Passage shown:
:::::
10 . In this case, as regards the financial aspect of the contested special aid, it is clear that its application at the internal level was properly effected under the budget procedure as a result of the transfer of an appropriation to Item 9632 .

11 . In conclusion, I do not believe that the first submission relied upon by the Greek Government can be accepted .

12 . I now come to the applicant' s complaints concerning the Commission' s conduct in connection with the procedure for the adoption of the three contested decisions .

In that regard, although it has advanced three separate submissions ( infringement of essential procedural requirements, abuse of procedure and the Commission' s lack of powers ), the Greek Government alleges in substance that the Commission followed an unlawful procedure with regard to the approval of the three projects, in order to obviate the possible opposition of "certain Member States" ( p . 7 of the application ). Even more explicitly, Greece implies that the Commission deliberately set up an artificial legal structure ( also ) for the purpose of replacing the unanimity rule, which Greece maintains is applicable, with the qualified majority rule, or even arrogated to itself the power to take decisions without consulting the Member States .

That is the background, the political implications of which are self-evident, to the legal discussion which raises, amongst other things, the complex problem of distinguishing between the Commission' s implementing powers under Article 145 of the EEC Treaty and its powers to implement the budget under Article 205 .

13 . As I stated earlier, I do not intend to deal with the submissions relied upon by the Greek Government in the same order as that in which they were raised; instead, I intend to make an overall appraisal of the criticism directed at the Commission .

14 . Let me say at once without equivocation that, in my view, the Greek Government' s legal argument is persuasive, whilst the Commission' s position is open to criticism . That is so particularly since, in order to justify a standpoint which is frankly indefensible because it fails to respect a Member State' s fundamental right to the observance of those procedural rules which it had previously accepted, and not other rules, the Commission has formulated a nebulous theory which, whilst purportedly reflecting a change in the law, cannot even dispose of the Greek Government' s supposition that the real aim pursued was to avoid the risk of opposition by a government under procedural rules stipulated by agreement . Whatever the merits may be, from the point of view of the general policy pursued in relations with Turkey, of the aims inherent in the Commission' s conduct, the Court' s task is to safeguard the principles of a Community governed by the rule of law, in which, in particular, rules previously laid down and ascertained must be complied with and may not be amended unilaterally by one of the parties .

That was precisely what happened in this case .

15 . For that to become evident, it is sufficient to ascertain and to take into consideration the intention of the Council as expressed in two chronologically distinct periods, an intention which manifestly and unequivocally runs counter to the interpretation followed by the Commission .

16 . The first period falls in 1980 . In that year, Greece had not yet joined the Community . However, in accordance with the usual practice of consulting and informing States which have signed an accession agreement that has not yet entered into force, Greece was kept informed of decisions which had been adopted by the Community institutions after the signature of the Act of Accession and which were to form an integral part of the "acquis communautaire ". It is significant that the Greek Government, as was also confirmed at the hearing, had not at the time raised any objections to the "financial aspect" and had instead sought clarification on the agricultural and social aspects of the decisions being drawn up .
:::::
Excerpted records:
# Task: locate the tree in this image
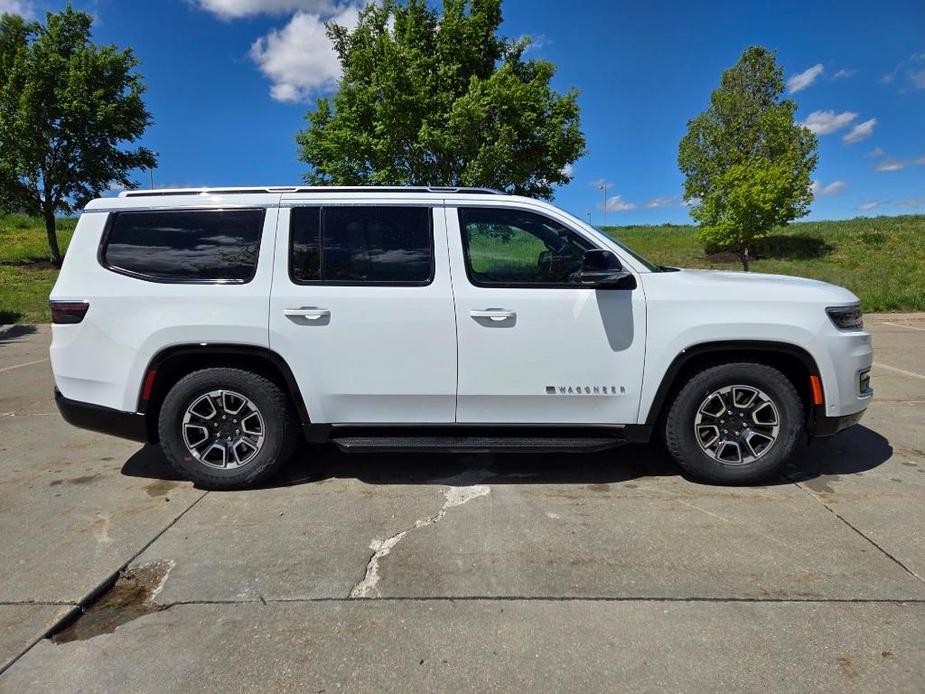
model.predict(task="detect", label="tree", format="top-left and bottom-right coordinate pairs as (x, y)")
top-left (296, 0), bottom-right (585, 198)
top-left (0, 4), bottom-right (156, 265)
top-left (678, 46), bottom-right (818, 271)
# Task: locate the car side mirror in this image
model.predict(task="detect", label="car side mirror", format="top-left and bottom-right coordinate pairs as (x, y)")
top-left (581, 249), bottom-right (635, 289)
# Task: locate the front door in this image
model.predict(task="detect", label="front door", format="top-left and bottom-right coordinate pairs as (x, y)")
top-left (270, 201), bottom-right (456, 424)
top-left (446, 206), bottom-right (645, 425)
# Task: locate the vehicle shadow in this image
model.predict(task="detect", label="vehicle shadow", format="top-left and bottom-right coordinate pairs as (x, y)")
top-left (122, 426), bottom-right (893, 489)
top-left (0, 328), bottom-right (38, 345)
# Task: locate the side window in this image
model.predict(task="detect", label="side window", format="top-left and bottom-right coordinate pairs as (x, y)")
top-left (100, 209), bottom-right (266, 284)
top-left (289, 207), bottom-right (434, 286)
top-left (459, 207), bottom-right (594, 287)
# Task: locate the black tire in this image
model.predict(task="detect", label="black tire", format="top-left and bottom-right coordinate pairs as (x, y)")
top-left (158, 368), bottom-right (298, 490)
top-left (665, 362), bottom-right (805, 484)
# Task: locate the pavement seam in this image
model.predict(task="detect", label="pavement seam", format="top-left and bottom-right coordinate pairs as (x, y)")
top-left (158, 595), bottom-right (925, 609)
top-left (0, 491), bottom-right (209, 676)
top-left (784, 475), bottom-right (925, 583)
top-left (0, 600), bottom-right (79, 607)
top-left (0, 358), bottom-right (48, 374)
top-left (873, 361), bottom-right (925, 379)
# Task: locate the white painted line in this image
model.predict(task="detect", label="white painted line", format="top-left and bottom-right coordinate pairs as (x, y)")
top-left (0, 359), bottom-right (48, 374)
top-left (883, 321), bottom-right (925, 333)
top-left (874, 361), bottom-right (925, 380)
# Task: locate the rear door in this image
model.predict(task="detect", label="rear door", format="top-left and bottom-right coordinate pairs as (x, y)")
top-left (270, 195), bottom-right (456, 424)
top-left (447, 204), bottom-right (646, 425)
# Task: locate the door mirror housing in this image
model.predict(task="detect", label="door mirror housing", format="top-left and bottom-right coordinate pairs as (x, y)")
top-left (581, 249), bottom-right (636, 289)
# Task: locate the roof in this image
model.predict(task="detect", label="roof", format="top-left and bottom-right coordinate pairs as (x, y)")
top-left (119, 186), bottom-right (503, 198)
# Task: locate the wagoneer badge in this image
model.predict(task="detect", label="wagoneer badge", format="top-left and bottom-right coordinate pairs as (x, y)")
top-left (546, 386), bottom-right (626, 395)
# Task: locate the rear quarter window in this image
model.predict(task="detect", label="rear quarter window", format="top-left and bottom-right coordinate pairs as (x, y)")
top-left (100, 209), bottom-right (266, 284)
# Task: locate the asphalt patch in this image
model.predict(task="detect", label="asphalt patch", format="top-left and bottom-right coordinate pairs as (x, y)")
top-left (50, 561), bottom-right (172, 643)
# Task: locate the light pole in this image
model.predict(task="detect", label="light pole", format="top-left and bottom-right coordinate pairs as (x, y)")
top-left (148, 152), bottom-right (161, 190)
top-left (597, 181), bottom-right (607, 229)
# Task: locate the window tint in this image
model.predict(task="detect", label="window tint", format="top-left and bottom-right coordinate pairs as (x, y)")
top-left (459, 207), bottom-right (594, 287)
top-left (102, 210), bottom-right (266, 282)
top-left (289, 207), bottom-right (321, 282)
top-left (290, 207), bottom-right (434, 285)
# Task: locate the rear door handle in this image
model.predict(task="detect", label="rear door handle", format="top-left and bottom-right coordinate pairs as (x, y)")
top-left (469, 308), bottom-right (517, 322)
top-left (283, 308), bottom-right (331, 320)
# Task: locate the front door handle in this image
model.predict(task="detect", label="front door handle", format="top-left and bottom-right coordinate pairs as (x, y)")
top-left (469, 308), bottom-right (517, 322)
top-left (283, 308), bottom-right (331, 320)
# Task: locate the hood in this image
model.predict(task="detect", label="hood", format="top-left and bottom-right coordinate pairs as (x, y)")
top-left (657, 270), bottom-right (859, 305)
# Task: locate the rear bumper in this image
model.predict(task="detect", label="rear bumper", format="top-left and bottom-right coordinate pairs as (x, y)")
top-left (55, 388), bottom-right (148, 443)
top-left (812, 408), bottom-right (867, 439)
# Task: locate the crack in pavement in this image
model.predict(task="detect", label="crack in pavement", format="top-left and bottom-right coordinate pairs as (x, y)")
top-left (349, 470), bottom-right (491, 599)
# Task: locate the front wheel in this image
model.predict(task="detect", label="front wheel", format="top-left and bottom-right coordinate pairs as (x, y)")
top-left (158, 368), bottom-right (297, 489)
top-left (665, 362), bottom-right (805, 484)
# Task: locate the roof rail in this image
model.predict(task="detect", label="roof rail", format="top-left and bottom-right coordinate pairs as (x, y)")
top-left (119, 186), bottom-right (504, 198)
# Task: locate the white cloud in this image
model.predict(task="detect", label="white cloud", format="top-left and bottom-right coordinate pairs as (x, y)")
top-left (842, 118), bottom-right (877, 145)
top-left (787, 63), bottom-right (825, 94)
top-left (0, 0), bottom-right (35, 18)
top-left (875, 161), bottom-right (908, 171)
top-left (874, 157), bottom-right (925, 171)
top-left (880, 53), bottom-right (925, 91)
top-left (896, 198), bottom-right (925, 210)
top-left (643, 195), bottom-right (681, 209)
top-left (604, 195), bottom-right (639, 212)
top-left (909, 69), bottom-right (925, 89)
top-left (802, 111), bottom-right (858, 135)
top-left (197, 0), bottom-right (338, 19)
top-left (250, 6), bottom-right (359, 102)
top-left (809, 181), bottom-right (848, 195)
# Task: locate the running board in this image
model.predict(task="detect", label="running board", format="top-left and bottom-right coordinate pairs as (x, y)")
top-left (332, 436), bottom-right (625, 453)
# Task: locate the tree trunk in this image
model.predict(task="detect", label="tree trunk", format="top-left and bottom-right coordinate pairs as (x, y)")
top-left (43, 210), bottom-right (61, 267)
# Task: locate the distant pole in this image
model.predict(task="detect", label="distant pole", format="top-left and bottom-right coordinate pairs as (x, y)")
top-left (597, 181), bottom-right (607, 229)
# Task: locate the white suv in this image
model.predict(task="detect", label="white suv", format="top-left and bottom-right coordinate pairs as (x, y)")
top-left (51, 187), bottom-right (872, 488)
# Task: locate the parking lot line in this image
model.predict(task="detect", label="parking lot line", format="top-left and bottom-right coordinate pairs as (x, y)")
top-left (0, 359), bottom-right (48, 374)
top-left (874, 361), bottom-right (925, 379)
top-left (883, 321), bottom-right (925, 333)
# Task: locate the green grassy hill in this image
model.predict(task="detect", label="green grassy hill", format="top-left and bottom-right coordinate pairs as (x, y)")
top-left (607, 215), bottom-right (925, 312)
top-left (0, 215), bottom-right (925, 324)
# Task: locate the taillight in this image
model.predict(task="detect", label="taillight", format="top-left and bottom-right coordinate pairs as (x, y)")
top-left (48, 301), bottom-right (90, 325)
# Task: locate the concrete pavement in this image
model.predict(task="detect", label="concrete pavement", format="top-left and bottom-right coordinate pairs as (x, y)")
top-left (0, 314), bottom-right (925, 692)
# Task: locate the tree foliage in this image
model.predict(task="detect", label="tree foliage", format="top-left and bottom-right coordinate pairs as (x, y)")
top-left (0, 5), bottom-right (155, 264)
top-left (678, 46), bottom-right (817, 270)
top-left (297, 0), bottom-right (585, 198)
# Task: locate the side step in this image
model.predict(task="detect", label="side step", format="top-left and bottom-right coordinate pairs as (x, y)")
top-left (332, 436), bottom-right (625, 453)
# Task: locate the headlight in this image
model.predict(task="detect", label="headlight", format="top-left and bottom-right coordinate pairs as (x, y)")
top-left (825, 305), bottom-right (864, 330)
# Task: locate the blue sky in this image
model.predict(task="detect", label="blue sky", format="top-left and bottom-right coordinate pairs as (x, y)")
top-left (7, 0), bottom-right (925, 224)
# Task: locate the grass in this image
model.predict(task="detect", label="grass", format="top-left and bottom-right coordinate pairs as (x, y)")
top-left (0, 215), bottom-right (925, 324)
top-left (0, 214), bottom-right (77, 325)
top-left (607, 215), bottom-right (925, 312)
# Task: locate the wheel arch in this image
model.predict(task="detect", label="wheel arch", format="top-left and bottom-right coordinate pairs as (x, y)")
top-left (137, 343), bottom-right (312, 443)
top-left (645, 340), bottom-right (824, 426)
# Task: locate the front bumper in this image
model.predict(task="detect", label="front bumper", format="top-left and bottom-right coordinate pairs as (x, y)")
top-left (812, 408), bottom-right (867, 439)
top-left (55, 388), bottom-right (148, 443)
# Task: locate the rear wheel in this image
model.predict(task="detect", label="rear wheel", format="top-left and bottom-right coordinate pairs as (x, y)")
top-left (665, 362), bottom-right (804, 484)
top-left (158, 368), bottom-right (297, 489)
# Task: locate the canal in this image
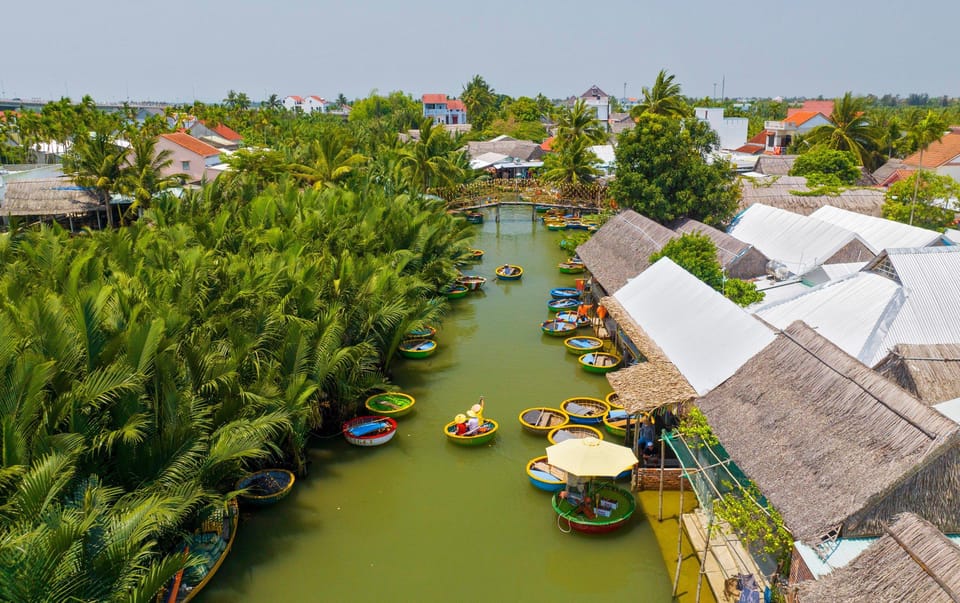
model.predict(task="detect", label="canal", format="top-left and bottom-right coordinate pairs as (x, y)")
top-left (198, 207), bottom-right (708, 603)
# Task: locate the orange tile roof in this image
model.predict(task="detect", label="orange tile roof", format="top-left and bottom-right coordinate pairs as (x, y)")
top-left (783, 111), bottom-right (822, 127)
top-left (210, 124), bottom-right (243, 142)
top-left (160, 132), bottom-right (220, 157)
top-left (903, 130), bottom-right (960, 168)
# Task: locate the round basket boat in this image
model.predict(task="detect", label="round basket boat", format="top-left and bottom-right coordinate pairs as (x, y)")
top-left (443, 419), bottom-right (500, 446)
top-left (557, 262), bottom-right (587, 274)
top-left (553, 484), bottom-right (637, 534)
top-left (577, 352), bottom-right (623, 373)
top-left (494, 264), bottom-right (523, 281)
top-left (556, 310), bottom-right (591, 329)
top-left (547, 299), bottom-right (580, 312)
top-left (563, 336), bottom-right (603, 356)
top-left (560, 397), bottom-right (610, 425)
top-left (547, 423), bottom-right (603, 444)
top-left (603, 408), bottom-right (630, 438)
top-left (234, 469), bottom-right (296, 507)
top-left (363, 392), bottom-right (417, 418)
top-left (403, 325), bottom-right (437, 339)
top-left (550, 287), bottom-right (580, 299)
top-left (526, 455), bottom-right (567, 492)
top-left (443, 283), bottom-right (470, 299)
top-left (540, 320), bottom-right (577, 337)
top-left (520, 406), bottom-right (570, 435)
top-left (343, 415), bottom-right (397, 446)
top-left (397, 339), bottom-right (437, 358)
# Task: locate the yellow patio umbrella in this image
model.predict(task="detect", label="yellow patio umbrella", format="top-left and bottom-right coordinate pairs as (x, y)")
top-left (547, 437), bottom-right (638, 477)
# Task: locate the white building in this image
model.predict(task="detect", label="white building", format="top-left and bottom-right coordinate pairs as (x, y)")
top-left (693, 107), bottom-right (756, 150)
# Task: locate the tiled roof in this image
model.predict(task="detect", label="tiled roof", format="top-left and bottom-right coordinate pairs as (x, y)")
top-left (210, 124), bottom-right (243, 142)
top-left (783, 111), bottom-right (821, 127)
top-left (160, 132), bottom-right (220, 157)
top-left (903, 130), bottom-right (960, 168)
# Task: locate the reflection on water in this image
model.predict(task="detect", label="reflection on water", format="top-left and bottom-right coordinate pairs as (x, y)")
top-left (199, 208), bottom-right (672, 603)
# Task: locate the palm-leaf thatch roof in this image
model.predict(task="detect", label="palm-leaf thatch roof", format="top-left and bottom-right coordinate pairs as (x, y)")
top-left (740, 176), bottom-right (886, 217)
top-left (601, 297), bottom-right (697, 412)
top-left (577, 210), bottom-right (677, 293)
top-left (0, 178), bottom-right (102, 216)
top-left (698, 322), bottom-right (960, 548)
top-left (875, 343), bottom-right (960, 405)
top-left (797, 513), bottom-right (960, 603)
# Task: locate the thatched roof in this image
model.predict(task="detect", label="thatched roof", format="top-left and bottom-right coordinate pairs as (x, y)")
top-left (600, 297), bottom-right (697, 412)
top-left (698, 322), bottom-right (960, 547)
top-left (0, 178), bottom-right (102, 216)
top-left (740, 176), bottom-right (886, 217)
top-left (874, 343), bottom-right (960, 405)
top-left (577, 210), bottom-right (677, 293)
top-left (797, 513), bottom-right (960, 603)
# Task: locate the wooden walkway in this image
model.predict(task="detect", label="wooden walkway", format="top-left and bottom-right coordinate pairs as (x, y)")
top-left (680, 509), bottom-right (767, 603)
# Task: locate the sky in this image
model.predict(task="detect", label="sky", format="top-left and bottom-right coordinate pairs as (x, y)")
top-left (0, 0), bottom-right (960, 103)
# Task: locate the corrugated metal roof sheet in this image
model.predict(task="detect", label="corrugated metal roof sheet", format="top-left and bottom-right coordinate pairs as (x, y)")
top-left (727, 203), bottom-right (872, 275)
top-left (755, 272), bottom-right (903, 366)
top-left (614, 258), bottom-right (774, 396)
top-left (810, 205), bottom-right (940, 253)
:::::
Work to complete:
- a) Write out the part of the legal opinion passage starting with "11 . In conclusion, I" and going on through "contested decisions .".
- b) According to the legal opinion passage, under which article of the EEC Treaty does the Commission hold its powers to implement the budget?
- c) Carry on the legal opinion passage about the Greek Government's complaints against the Commission from the point where it stops.

Replies:
- a)
11 . In conclusion, I do not believe that the first submission relied upon by the Greek Government can be accepted .

12 . I now come to the applicant' s complaints concerning the Commission' s conduct in connection with the procedure for the adoption of the three contested decisions .

- b) Article 205

- c)
Paragraph 2 of Decision No 2/80 of the Association Council specified that, in appraising specific projects, the Commission would abide by the criteria laid down by the "Community delegation ". Those criteria were indicated by the Council of the European Communities in a declaration of 30 June 1980 "concerning the internal implementation of Decision No 2/80" which referred, as regards the procedure for the approval of projects, to "the procedure followed for the implementation of the financial protocols concluded with the Mediterranean countries ". That Council declaration was therefore binding on the Commission, requiring it to comply with a specific pre-existing procedure introduced in 1978 by the members of the Council whose powers were based inter alia on Article 2 of the aforesaid Intergovernmental Agreement of 29 December 1964 . That was clearly the ad hoc procedure, which was characterized by the fact that only the projects forwarded by the Commission and the EIB and unanimously passed by the ad hoc working party established within the Council were accepted . It is also interesting to note in that regard that some of the first specific projects carried out by Turkey and financed by means of the special aid - before relations between the EEC and Turkey were frozen - had been approved in 1981 under the ad hoc procedure and therefore unanimously ( which means with the assent of Greece ).

It is clear from that historical survey that when Greece agreed to the financial side of the aid to Turkey it was aware that the Council would have applied the unanimity rule with regard to its actual implementation . It is equally clear that once it had joined the Community Greece made no attempt, until relations with Turkey were frozen, to veto the implementation of the financial aid . That is not in itself significant but serves to complete the picture and to cast doubt even on the political necessity for the Commission' s conduct .

17 . Secondly, it is indisputable, and it has been expressly stated, that at the time when the ad hoc procedure was replaced by a new procedure in relation to the financial protocols concluded with the Mediterranean countries, ( 1 ) characterized by the introduction of a qualified majority vote in the Article 6 Committee established within the Commission, financial cooperation with Turkey was excluded from the scope of that new system . That is expressly acknowledged by the Commission . Moreover, it is difficult to see how the Commission could deny it, in view of the wording of the declaration made in the Minutes of the 1 023rd Council meeting on 22 and 23 July 1985 when the regulation in question was formally adopted :

"The Council and the Commission ( emphasis added ) state that this regulation may in no way be regarded as a precedent for implementing financial protocols other than those covered by this regulation .

The procedure for implementing such other protocols will be adopted later in accordance with the merits of each particular case ."

18 . If we examine the consequences of that statement, it seems to me to contain two incontrovertible factors :

( 1 ) the new procedure ( qualified majority ) is not applicable to financial cooperation with Turkey;

( 2)the Council ( and the Commission ) have acknowledged that the procedure applicable to the other protocols ( i.e . Turkey ) would be decided in due course .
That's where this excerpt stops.